_TEXT SECTION_.
## BEGIN
# Try to keep creating, even through all the bull shit



## Deleted member 18141 (Apr 26, 2017)

It feels like i've been loosing my mind lately trying to find a place to squat in NYC. Rent here is astronomical and even with a job i'm scraping to make ends meet. I haven't had the energy to draw in a while but going through some old files I found some drawings from when my mood was a bit sunnier. Thought I'd share them here with you guys. Gives me a little hope that when I feel better and find a better place to call home I'll be able to bust out some new work.~


----------



## beersalt (Apr 26, 2017)

Damn, these are badass.
Looking forward to seein' more of your work.
Excited to see what you start creating when your situation levels out. Keep yer head up!


----------



## f1ng3rz (Apr 26, 2017)

These are beautiful, keep making, nothing better for a rough patch than making.

Also, fellow NYCer, have you looked in Chinatown? I hear the rents are pretty low, assuming you have roommates.


----------



## awkwardshelby (Apr 27, 2017)

I keep coming back to look at these, so fucking cool.


----------



## Deleted member 18141 (Apr 27, 2017)

awkwardshelby said:


> I keep coming back to look at these, so fucking cool.


thank you thank you thank you!! love your profile pic btw!!


----------



## awkwardshelby (Apr 27, 2017)

Erinn Oface said:


> thank you thank you thank you!! love your profile pic btw!!



Super duper welcome and thank you as well!!


----------
## END
Please retype the passage of the forum thread starting at "Excited to see" and ending at "patch than making.". The entries that come next are separate material, not part of the forum thread.

[Source records]
## BEGIN
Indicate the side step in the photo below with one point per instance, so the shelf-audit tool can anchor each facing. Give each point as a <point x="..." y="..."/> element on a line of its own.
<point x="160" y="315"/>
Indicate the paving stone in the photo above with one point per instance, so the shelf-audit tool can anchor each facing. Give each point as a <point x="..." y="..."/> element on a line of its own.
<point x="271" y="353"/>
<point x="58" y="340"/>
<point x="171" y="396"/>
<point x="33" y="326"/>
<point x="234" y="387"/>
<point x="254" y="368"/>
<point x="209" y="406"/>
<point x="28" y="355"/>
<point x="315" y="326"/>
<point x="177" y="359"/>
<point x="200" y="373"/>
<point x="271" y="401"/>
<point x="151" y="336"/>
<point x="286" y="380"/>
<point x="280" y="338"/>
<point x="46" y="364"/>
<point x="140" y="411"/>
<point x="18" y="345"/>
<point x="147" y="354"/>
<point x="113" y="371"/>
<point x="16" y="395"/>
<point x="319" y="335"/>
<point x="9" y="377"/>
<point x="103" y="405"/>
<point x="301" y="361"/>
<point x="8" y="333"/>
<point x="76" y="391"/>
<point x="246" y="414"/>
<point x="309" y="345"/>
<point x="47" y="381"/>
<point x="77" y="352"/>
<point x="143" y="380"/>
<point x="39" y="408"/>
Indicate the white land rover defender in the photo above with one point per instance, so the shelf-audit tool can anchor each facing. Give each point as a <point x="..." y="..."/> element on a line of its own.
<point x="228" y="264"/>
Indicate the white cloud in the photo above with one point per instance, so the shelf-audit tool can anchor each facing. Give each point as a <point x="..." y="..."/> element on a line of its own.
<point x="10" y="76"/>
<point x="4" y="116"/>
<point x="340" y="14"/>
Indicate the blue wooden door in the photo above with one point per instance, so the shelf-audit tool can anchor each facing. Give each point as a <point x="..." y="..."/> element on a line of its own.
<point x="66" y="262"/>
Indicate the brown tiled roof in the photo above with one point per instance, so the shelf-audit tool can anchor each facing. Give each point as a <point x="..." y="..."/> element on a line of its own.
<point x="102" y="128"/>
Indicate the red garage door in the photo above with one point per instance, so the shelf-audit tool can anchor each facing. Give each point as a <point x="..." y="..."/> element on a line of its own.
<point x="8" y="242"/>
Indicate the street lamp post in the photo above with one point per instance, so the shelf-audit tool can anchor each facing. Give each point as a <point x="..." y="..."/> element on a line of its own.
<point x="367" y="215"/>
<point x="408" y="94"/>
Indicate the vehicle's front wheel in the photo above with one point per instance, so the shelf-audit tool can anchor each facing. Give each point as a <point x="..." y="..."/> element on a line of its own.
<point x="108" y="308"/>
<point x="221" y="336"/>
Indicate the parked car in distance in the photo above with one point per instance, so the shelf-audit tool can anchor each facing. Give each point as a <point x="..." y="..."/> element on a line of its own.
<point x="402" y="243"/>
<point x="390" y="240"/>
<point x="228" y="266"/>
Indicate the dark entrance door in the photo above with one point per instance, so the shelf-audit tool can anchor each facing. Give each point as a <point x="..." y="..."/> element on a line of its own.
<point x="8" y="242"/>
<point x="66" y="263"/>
## END
_RESPONSE BELOW_.
Excited to see what you start creating when your situation levels out. Keep yer head up!


----------



## f1ng3rz (Apr 26, 2017)

These are beautiful, keep making, nothing better for a rough patch than making.